** Task directions **
Write down exactly the lines from the one below that has "Could you point at the boulder" to the end of the data, both ends included; the pictures should not appear in your copy.

#### Excerpted data ####

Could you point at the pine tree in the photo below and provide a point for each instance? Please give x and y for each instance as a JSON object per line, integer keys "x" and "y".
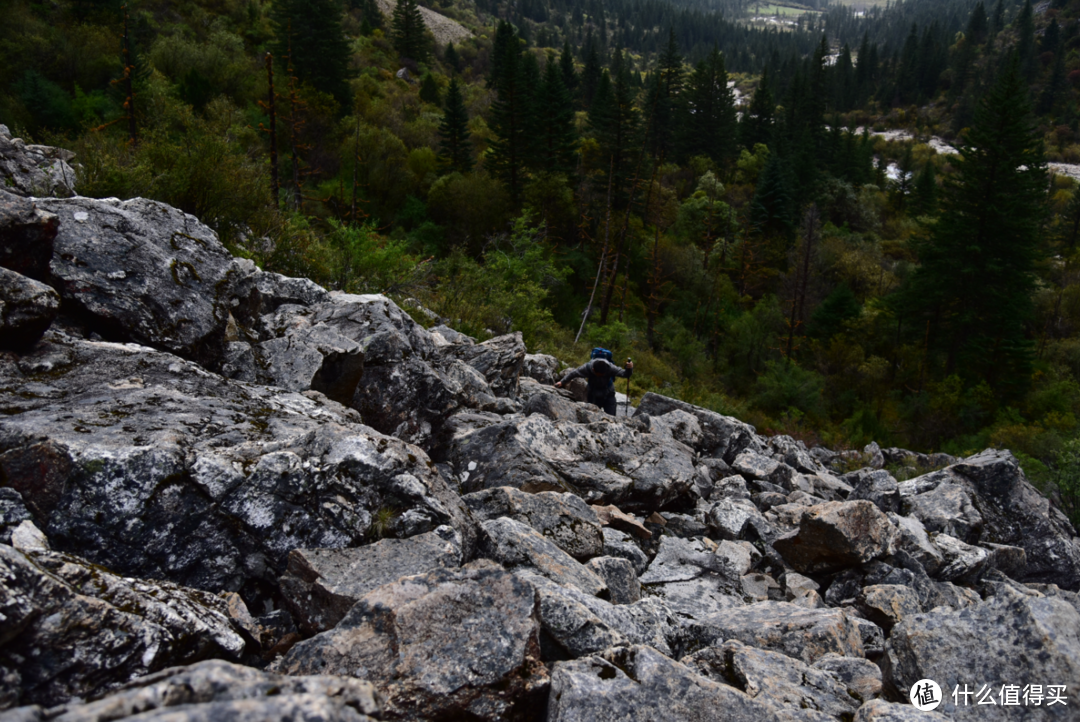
{"x": 450, "y": 58}
{"x": 455, "y": 147}
{"x": 555, "y": 139}
{"x": 707, "y": 118}
{"x": 758, "y": 118}
{"x": 408, "y": 31}
{"x": 511, "y": 116}
{"x": 1025, "y": 43}
{"x": 977, "y": 268}
{"x": 320, "y": 51}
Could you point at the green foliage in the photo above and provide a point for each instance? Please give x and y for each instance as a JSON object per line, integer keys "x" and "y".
{"x": 309, "y": 32}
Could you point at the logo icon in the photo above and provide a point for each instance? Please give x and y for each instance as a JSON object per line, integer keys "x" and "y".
{"x": 926, "y": 695}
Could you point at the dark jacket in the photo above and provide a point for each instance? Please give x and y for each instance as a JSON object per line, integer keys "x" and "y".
{"x": 599, "y": 373}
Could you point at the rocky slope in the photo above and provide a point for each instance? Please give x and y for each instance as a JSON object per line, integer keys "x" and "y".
{"x": 230, "y": 494}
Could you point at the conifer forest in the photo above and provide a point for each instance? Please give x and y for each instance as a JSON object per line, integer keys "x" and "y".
{"x": 845, "y": 222}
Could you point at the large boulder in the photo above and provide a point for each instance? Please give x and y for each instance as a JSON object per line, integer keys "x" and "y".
{"x": 29, "y": 169}
{"x": 26, "y": 235}
{"x": 143, "y": 271}
{"x": 607, "y": 461}
{"x": 775, "y": 678}
{"x": 150, "y": 465}
{"x": 321, "y": 585}
{"x": 1009, "y": 639}
{"x": 639, "y": 684}
{"x": 721, "y": 436}
{"x": 799, "y": 632}
{"x": 499, "y": 359}
{"x": 450, "y": 644}
{"x": 218, "y": 690}
{"x": 27, "y": 309}
{"x": 514, "y": 544}
{"x": 73, "y": 629}
{"x": 987, "y": 500}
{"x": 837, "y": 534}
{"x": 564, "y": 518}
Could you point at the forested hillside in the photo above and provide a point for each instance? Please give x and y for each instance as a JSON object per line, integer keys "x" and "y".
{"x": 661, "y": 178}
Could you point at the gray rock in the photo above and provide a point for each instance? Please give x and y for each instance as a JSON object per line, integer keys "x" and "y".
{"x": 861, "y": 678}
{"x": 639, "y": 684}
{"x": 27, "y": 308}
{"x": 723, "y": 437}
{"x": 277, "y": 290}
{"x": 1008, "y": 639}
{"x": 146, "y": 272}
{"x": 736, "y": 518}
{"x": 447, "y": 644}
{"x": 321, "y": 585}
{"x": 157, "y": 468}
{"x": 13, "y": 512}
{"x": 608, "y": 461}
{"x": 514, "y": 544}
{"x": 314, "y": 357}
{"x": 914, "y": 540}
{"x": 499, "y": 359}
{"x": 618, "y": 574}
{"x": 837, "y": 534}
{"x": 961, "y": 561}
{"x": 541, "y": 367}
{"x": 774, "y": 678}
{"x": 798, "y": 632}
{"x": 888, "y": 604}
{"x": 878, "y": 487}
{"x": 26, "y": 235}
{"x": 879, "y": 710}
{"x": 28, "y": 169}
{"x": 564, "y": 518}
{"x": 72, "y": 629}
{"x": 619, "y": 544}
{"x": 221, "y": 691}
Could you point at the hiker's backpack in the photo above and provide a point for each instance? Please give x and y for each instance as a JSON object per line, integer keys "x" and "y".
{"x": 597, "y": 382}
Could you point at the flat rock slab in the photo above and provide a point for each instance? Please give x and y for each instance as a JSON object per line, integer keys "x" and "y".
{"x": 321, "y": 585}
{"x": 836, "y": 535}
{"x": 802, "y": 634}
{"x": 1008, "y": 639}
{"x": 564, "y": 518}
{"x": 218, "y": 690}
{"x": 639, "y": 684}
{"x": 449, "y": 644}
{"x": 72, "y": 629}
{"x": 27, "y": 308}
{"x": 152, "y": 466}
{"x": 774, "y": 678}
{"x": 514, "y": 544}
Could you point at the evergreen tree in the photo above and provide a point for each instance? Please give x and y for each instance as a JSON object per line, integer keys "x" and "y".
{"x": 455, "y": 147}
{"x": 450, "y": 58}
{"x": 977, "y": 268}
{"x": 511, "y": 119}
{"x": 709, "y": 121}
{"x": 429, "y": 90}
{"x": 555, "y": 137}
{"x": 319, "y": 46}
{"x": 408, "y": 31}
{"x": 566, "y": 67}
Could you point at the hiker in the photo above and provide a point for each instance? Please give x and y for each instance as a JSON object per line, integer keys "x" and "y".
{"x": 599, "y": 372}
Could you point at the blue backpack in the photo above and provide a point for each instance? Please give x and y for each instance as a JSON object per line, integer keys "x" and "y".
{"x": 597, "y": 382}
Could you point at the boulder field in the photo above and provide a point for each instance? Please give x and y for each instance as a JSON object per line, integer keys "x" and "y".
{"x": 228, "y": 494}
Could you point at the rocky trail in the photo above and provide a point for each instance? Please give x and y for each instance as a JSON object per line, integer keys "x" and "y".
{"x": 942, "y": 146}
{"x": 228, "y": 494}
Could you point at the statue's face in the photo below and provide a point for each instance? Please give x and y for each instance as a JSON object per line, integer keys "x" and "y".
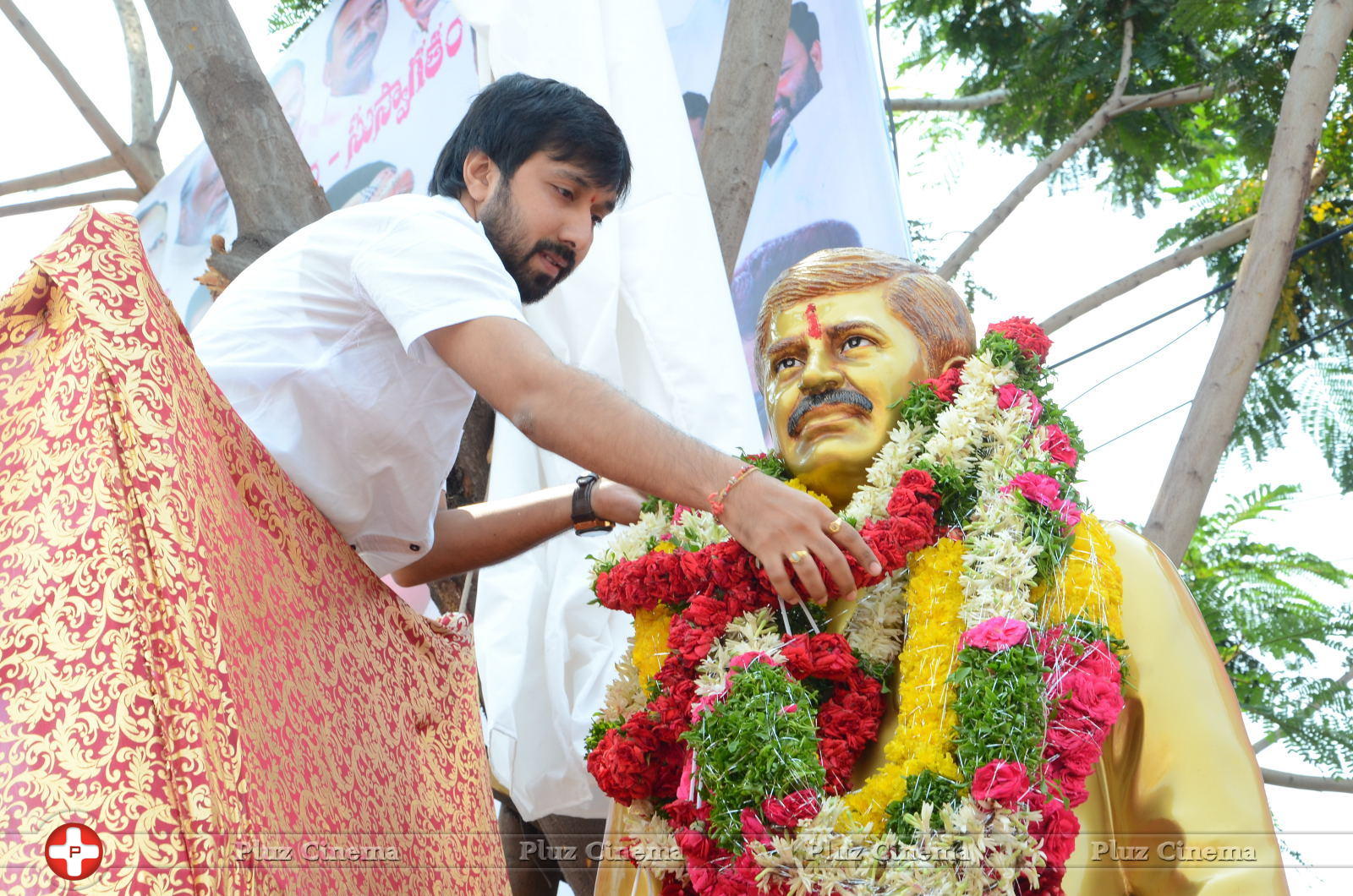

####

** Answer to the problem **
Could you point at the boulder field in the photo above and provide a point for each instance? Please give x and y for each instance as a JSON object per line, integer keys "x" and "y".
{"x": 228, "y": 494}
Could you point at the rocky trail in the photo above and provide a point for each instance? Please give x and y for each instance as a JSON object per line, integer keys "x" and "y".
{"x": 942, "y": 146}
{"x": 228, "y": 494}
Could you point at the statue's face in the photo below and provide a point for each instance? Please give x and y for each instance as a JSON object per line, integer keys "x" and "y".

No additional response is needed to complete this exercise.